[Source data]
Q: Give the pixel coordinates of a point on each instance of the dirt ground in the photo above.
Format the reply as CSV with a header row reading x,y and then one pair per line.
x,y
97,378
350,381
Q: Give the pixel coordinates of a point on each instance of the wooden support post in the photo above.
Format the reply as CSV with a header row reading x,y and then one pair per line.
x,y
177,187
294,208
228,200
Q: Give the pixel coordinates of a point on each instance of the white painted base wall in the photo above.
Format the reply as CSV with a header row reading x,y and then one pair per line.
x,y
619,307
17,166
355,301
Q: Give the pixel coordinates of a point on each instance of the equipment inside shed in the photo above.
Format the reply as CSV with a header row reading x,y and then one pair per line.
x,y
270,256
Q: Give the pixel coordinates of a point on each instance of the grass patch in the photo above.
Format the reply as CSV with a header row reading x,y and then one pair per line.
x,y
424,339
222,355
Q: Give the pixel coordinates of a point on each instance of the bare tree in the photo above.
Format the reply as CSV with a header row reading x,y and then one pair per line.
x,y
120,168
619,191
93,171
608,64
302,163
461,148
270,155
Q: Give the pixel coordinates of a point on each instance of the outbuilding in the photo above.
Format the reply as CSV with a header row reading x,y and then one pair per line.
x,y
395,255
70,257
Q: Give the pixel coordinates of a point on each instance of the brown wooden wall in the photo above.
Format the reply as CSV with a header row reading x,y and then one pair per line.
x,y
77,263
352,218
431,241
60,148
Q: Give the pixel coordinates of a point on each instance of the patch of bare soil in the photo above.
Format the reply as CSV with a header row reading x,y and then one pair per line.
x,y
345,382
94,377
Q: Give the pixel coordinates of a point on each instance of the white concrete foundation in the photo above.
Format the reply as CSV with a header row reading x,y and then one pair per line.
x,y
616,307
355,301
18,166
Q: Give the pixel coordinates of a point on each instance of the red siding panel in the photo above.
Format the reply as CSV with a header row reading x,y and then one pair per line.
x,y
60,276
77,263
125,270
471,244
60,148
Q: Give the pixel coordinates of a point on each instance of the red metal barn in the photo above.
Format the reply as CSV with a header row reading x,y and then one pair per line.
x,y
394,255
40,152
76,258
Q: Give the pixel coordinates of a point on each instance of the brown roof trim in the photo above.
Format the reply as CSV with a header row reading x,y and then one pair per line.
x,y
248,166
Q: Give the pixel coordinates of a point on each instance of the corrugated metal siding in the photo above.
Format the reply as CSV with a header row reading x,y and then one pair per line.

_TASK GOAL:_
Swap "corrugated" for "galvanized" in the records, from the line containing "siding in the photo above." down through the end of the records. Write out those lines again with every other word unchanged.

_EXERCISE OUTPUT:_
Q: Give the pixel coordinates of a point on each instance of the galvanized metal siding in the photo above.
Format the reply as CSV with a header row reading x,y and then one pair per line.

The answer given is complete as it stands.